Would you repeat exactly the part of the listing below that runs from the line containing "1068, row 82" down to the line containing "481, row 478", inclusive, and nothing else?

■ ■ ■ ■ ■

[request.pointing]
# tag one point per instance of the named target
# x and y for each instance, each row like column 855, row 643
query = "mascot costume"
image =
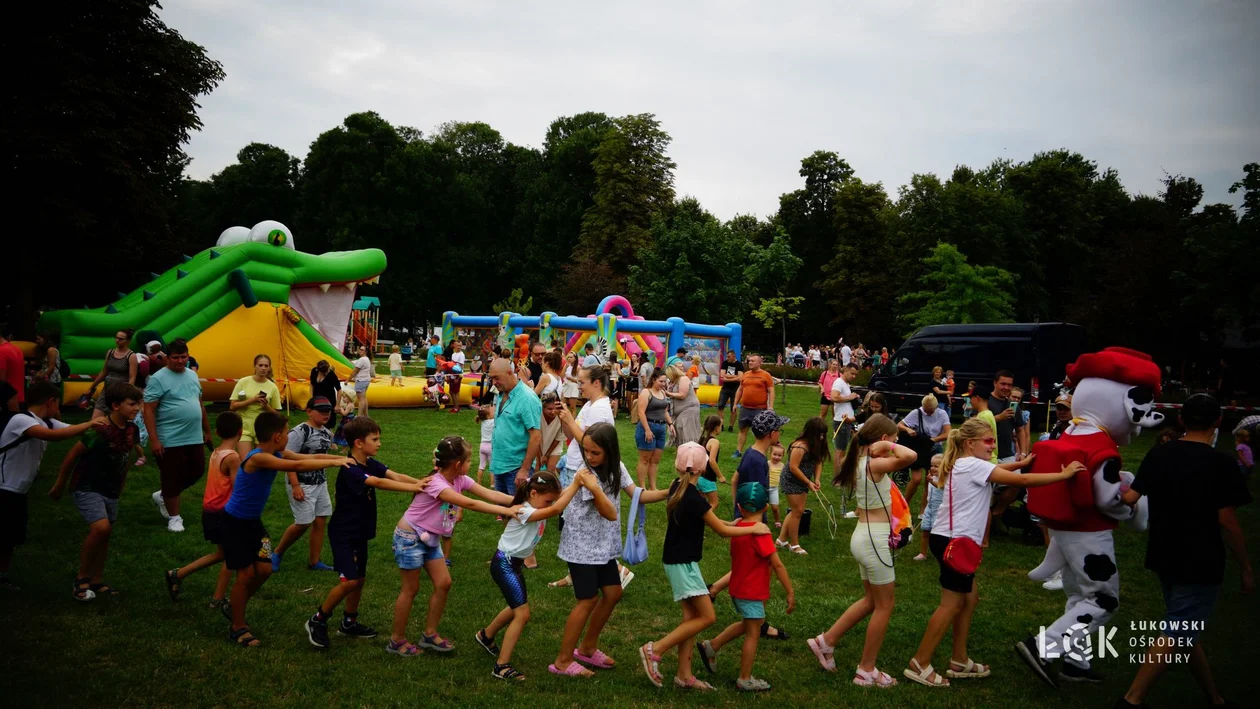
column 1114, row 397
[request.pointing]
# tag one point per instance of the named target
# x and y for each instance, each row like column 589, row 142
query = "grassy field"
column 141, row 649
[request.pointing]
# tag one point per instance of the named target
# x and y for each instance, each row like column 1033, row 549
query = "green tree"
column 93, row 136
column 959, row 292
column 514, row 302
column 634, row 183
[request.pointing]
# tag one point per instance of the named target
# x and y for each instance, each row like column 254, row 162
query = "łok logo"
column 1077, row 644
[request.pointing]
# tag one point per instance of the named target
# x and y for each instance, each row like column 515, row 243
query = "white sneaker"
column 1055, row 582
column 161, row 504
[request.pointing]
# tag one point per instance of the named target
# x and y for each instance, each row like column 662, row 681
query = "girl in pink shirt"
column 431, row 516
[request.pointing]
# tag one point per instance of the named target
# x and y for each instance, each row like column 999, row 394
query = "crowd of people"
column 551, row 448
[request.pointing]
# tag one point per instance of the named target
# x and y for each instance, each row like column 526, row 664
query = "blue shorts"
column 1187, row 606
column 750, row 610
column 411, row 553
column 505, row 572
column 658, row 437
column 505, row 482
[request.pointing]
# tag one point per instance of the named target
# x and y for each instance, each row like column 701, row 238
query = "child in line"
column 934, row 501
column 308, row 491
column 688, row 514
column 539, row 500
column 22, row 447
column 396, row 367
column 353, row 525
column 431, row 516
column 776, row 469
column 1242, row 448
column 870, row 462
column 246, row 544
column 751, row 559
column 347, row 408
column 100, row 465
column 712, row 475
column 224, row 465
column 967, row 474
column 485, row 417
column 590, row 543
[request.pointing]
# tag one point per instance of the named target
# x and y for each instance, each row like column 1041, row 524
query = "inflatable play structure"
column 615, row 331
column 253, row 292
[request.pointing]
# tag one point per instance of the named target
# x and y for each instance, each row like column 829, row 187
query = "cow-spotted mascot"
column 1114, row 397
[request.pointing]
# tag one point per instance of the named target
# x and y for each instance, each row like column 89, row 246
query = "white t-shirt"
column 521, row 535
column 842, row 408
column 19, row 465
column 599, row 411
column 970, row 500
column 363, row 369
column 587, row 538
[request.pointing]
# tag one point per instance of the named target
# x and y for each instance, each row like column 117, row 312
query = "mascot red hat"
column 1118, row 364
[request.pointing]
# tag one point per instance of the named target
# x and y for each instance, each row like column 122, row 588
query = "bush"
column 798, row 374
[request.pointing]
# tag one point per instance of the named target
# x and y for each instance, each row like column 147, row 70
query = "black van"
column 1036, row 353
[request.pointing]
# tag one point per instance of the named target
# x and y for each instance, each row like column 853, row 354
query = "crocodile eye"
column 272, row 233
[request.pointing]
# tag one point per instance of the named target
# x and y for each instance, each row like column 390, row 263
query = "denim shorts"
column 658, row 437
column 1187, row 606
column 686, row 581
column 411, row 553
column 750, row 610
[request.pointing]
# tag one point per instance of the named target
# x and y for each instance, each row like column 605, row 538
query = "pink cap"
column 692, row 457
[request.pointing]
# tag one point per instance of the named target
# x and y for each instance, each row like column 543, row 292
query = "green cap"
column 751, row 498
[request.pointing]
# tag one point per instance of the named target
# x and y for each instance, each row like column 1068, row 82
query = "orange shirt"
column 756, row 388
column 218, row 484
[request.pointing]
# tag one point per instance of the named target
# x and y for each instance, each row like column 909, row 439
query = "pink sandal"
column 597, row 659
column 825, row 657
column 572, row 670
column 875, row 678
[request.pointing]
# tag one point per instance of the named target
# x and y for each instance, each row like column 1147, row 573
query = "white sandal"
column 875, row 678
column 969, row 670
column 922, row 674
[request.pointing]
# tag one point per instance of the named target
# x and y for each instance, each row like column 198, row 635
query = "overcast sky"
column 746, row 90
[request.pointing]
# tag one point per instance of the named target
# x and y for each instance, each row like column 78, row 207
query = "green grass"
column 141, row 649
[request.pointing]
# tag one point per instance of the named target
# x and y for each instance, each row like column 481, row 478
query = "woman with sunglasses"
column 120, row 365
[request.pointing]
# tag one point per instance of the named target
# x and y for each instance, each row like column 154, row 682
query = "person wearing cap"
column 755, row 464
column 325, row 383
column 688, row 513
column 308, row 491
column 751, row 559
column 1062, row 416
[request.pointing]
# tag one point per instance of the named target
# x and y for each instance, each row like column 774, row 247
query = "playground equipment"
column 251, row 294
column 615, row 331
column 364, row 323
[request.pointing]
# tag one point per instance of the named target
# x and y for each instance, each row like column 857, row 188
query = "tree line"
column 466, row 217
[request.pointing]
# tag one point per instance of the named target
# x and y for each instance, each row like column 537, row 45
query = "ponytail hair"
column 542, row 482
column 599, row 373
column 876, row 427
column 450, row 451
column 972, row 430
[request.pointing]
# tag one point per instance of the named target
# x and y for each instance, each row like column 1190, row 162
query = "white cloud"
column 746, row 90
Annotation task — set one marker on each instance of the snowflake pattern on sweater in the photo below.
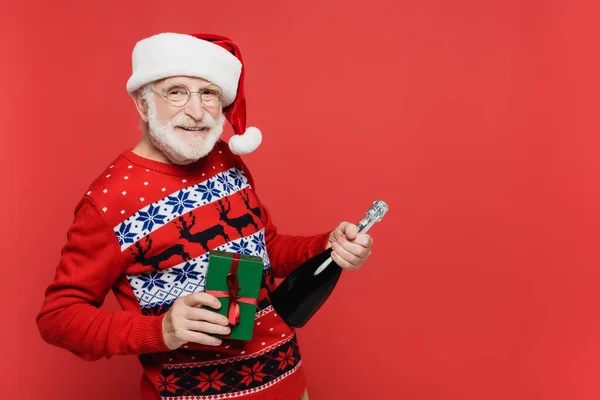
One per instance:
(163, 221)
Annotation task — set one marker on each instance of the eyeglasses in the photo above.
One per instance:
(180, 95)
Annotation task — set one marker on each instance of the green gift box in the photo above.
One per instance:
(235, 280)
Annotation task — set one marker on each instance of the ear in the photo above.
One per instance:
(141, 105)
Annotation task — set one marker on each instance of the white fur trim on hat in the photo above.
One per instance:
(175, 54)
(246, 143)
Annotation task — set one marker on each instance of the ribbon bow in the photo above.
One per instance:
(233, 312)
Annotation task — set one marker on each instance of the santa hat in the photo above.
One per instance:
(212, 57)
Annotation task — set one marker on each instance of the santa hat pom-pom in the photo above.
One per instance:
(246, 143)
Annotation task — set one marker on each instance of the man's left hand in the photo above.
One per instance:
(350, 248)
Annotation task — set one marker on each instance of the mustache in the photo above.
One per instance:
(184, 121)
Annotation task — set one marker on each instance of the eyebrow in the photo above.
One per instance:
(175, 82)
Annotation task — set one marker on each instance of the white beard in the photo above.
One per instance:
(183, 148)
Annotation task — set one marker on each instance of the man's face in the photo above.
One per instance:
(183, 133)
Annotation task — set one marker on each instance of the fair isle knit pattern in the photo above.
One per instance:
(163, 221)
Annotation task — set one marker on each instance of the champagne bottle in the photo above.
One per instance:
(300, 295)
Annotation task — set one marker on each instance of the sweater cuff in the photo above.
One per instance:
(149, 335)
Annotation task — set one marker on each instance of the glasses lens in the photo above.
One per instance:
(178, 95)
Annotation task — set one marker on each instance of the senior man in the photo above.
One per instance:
(145, 227)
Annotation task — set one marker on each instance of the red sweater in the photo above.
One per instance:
(137, 231)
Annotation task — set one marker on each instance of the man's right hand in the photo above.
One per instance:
(188, 322)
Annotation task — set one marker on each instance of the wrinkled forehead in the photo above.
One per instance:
(189, 81)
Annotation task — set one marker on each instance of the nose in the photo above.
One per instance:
(194, 108)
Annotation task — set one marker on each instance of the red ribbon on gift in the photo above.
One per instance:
(233, 312)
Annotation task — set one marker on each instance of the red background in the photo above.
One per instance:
(475, 120)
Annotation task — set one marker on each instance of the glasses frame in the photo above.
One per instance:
(212, 86)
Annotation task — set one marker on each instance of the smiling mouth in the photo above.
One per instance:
(203, 129)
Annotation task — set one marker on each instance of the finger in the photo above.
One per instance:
(346, 255)
(207, 327)
(200, 298)
(340, 261)
(364, 240)
(353, 248)
(200, 338)
(203, 314)
(349, 230)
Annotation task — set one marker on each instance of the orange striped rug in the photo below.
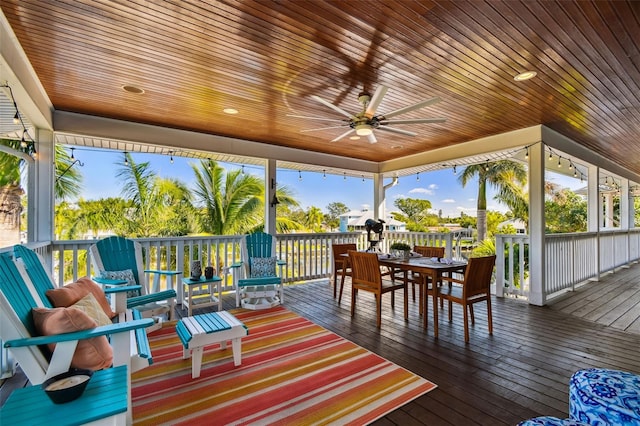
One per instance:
(293, 372)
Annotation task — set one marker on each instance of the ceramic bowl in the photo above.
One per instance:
(67, 386)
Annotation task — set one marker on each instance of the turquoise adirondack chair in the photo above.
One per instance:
(115, 254)
(17, 330)
(258, 286)
(40, 281)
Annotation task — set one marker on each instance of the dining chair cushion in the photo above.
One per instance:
(261, 267)
(90, 306)
(71, 293)
(92, 354)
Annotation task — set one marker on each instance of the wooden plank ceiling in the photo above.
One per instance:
(268, 58)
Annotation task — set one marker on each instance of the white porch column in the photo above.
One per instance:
(41, 189)
(378, 197)
(536, 225)
(626, 206)
(594, 210)
(270, 183)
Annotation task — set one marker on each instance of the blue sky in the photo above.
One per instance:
(439, 187)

■ ■ ■ ■ ■

Solution for this problem:
# x and y for each instance, each row like column 1068, row 82
query = "orange shirt"
column 756, row 388
column 218, row 484
[request.pointing]
# tag one point per instance of the named target
# x and y for each instance, each row like column 909, row 439
query = "pink sandal"
column 597, row 659
column 825, row 657
column 572, row 670
column 875, row 678
[request.pointing]
# tag one point per instance of the named target
# x and y for each instance, each row like column 1147, row 573
query = "white sandal"
column 875, row 678
column 969, row 670
column 922, row 674
[request.pointing]
# tag one point per instance of the named target
# x and y for each instance, each row like column 198, row 635
query = "overcast sky"
column 746, row 90
[request.pointing]
# tag one point per instance of the named target
# x and y for each instance, each row like column 78, row 207
query = "green grass"
column 141, row 649
[request.pointing]
# tag one point per instance of the named target
# x and y for each instance, each row like column 481, row 478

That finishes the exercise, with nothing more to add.